::: Document passage :::
I was talking with a doctor the other day and he raised an interesting question: why is there so much attention given to the privacy of hospital records? The laws about medical privacy place very strong restrictions and prohibitions on those data. On those occasions where someone loses a laptop with such information, everyone goes nuts. This doctor said that at his hospital the administrators act as if there are marauding hoardes banging down the doors to steal people’s hospital records. He argued that nobody would want hospital records even if you left them sitting out on a busy street corner with a sign that said “Medical records — free — please take as many as you want.” The more I thought about it, the more I agreed with him.

What could someone do with patient records? I guess maybe you could blackmail someone with AIDS or with a history of mental illness. Or, maybe you could try to sell them to employers, but no employer would buy them. If I were a criminal thinking about trying to steal something from a hospital, it wouldn’t be medical records, it would be drugs or computers or even credit card numbers.

From an individual’s perspective, maybe it would be embarrassing if your cholesterol level was on the internet, or someone could see that you had breast reduction surgery. But what would you personally rather have: a criminal stealing your medical records or someone stealing your wallet with your credit cards?

In writing this, I’m not trying to be incendiary. I honestly am interested in what it is about medical records that makes people so concerned about keeping them secret. Or, is it that public policy is completely out of line with what regular people think on this issue?
::: Collected data :::
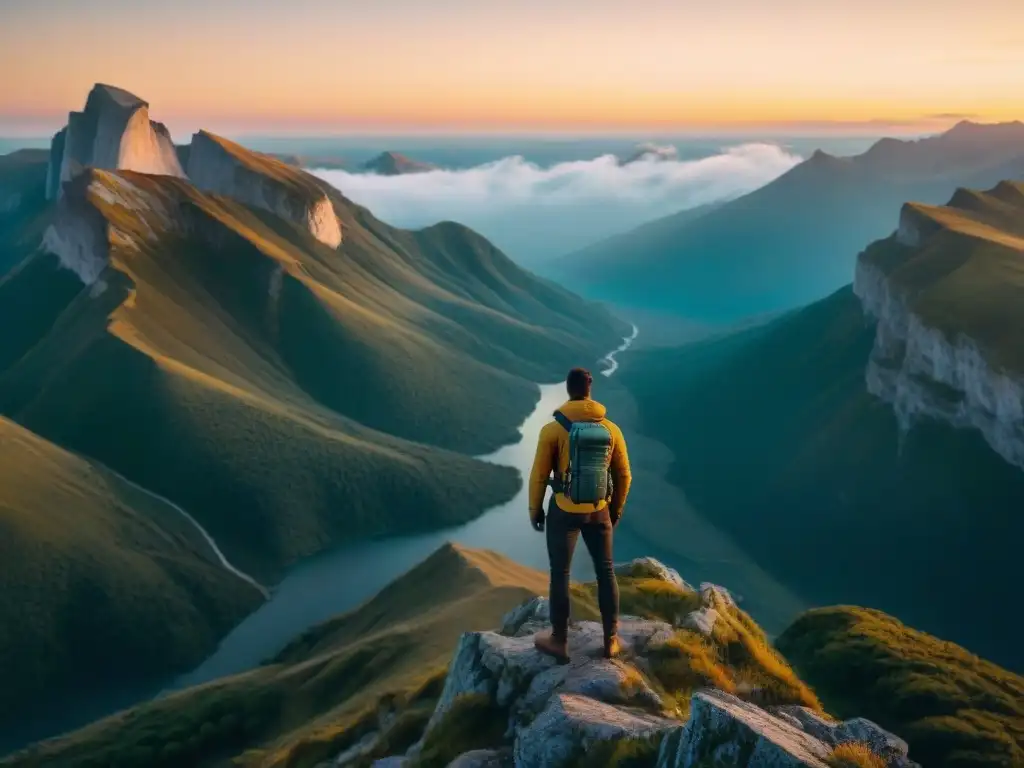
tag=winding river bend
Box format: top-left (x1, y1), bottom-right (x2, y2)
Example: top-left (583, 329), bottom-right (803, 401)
:::
Brief 1
In the piece on medical privacy, write out everything from "What could someone" down to "credit card numbers.", replacing "drugs" with "medical equipment".
Brief 2
In the piece on medical privacy, which two thefts does the writer ask readers to choose between?

Answer space 1
What could someone do with patient records? I guess maybe you could blackmail someone with AIDS or with a history of mental illness. Or, maybe you could try to sell them to employers, but no employer would buy them. If I were a criminal thinking about trying to steal something from a hospital, it wouldn’t be medical records, it would be medical equipment or computers or even credit card numbers.

Answer space 2
A criminal stealing their medical records, or someone stealing their wallet with their credit cards.